>>>
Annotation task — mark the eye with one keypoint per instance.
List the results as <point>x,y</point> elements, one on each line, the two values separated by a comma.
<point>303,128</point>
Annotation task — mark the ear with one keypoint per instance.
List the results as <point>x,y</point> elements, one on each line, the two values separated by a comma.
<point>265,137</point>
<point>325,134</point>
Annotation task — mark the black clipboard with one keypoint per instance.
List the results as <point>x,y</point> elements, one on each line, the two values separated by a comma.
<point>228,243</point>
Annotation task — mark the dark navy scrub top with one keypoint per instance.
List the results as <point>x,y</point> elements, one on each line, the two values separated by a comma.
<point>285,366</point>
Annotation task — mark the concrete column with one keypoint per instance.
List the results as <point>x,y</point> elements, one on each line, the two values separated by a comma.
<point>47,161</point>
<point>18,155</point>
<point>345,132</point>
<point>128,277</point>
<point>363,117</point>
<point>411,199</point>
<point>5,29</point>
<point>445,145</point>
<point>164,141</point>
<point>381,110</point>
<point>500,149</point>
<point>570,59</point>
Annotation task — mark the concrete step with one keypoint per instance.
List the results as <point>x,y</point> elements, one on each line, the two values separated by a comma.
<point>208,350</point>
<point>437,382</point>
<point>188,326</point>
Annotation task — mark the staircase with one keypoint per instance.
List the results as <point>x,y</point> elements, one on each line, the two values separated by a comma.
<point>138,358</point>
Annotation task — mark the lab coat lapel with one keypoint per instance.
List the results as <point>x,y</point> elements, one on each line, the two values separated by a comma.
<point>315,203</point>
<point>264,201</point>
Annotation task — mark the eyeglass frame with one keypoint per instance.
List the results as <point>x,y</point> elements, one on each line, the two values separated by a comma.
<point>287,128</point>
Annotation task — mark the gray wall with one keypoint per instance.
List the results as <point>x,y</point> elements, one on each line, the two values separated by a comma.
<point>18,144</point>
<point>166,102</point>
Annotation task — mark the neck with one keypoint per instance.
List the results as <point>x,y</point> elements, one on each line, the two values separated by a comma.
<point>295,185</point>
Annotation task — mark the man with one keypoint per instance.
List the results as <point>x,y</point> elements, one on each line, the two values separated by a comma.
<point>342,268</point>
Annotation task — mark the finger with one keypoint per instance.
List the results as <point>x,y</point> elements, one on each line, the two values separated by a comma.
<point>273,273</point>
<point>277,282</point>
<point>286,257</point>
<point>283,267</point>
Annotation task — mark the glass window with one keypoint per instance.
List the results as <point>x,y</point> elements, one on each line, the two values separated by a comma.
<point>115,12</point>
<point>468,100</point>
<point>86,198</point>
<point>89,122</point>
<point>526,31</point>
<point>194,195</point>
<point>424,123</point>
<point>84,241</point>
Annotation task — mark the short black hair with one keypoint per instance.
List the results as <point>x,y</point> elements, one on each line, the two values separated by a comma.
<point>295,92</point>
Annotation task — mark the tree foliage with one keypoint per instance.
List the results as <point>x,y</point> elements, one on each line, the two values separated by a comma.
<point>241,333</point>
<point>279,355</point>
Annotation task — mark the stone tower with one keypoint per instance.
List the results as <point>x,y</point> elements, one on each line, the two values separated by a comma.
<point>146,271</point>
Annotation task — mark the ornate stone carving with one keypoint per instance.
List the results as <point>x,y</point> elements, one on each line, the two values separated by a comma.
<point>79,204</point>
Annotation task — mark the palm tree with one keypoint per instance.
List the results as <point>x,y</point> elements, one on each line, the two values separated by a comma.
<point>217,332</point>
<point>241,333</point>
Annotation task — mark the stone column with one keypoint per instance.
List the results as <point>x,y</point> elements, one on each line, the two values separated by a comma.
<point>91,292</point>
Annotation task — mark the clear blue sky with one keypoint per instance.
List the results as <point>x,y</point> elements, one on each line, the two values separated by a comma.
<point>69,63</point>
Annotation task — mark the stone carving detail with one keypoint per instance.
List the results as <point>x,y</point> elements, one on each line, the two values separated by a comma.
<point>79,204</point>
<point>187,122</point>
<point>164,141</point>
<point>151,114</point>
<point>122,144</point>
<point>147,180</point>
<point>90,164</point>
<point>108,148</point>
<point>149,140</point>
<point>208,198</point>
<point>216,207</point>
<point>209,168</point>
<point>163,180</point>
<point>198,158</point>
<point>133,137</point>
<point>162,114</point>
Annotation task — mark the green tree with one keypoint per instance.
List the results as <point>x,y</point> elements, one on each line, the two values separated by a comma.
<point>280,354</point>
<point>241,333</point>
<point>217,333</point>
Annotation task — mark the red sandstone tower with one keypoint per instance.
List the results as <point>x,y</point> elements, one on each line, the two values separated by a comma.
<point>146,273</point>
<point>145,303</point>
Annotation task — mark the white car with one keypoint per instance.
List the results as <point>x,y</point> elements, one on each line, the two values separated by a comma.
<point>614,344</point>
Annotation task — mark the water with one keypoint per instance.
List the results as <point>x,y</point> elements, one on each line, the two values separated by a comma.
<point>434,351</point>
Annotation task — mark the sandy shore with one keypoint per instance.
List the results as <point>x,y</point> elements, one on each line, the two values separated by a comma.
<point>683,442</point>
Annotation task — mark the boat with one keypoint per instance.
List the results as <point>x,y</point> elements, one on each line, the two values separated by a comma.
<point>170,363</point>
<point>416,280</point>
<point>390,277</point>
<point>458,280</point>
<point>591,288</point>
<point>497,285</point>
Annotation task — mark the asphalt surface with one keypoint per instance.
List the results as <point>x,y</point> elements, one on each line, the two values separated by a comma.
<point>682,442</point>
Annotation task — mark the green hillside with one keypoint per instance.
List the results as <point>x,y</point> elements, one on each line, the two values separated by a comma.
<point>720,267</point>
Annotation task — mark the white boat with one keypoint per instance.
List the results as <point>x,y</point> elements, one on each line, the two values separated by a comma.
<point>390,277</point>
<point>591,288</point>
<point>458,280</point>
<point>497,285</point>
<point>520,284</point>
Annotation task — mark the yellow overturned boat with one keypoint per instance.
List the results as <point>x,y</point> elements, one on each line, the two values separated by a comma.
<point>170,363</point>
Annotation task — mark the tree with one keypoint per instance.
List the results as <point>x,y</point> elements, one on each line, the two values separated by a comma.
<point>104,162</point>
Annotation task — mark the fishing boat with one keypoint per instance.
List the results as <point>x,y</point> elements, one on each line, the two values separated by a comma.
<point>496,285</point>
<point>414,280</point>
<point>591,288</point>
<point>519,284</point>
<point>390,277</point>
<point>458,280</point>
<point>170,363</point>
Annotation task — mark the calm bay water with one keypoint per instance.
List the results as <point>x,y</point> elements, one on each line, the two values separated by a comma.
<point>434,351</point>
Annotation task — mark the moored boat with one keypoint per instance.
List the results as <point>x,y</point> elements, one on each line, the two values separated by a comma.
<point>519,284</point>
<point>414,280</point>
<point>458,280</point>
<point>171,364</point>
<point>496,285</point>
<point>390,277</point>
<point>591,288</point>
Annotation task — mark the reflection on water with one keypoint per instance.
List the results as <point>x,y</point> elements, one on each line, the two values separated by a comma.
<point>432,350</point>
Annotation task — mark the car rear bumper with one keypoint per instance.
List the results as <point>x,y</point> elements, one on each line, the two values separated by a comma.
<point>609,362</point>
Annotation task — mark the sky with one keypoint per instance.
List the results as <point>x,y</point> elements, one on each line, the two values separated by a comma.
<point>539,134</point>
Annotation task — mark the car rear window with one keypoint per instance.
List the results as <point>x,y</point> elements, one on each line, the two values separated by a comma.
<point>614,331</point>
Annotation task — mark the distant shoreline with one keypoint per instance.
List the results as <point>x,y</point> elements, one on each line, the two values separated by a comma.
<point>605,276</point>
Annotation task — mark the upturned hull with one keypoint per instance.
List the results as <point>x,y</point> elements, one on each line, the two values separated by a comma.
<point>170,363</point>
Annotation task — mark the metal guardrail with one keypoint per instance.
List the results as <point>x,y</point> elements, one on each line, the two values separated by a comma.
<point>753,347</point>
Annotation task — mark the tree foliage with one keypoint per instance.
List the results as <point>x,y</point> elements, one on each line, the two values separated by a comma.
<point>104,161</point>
<<<
REQUIRED TASK: Could you output the entries from the start through the line containing "<point>325,134</point>" as a two-column CSV with headers instruction and answer? Use one row per entry, put each field in quotes, and replace any line breaks inside a field with spaces.

TASK RESULT:
instruction,answer
"Annotation task — mark the eye with one keypoint per instance. List the results as <point>x,y</point> elements, one on each line, the two values separated by a comma.","<point>303,128</point>"
"Annotation task — mark the ear with one keypoint per instance. List the results as <point>x,y</point> elements, one on each line, the two values separated by a comma.","<point>265,137</point> <point>325,134</point>"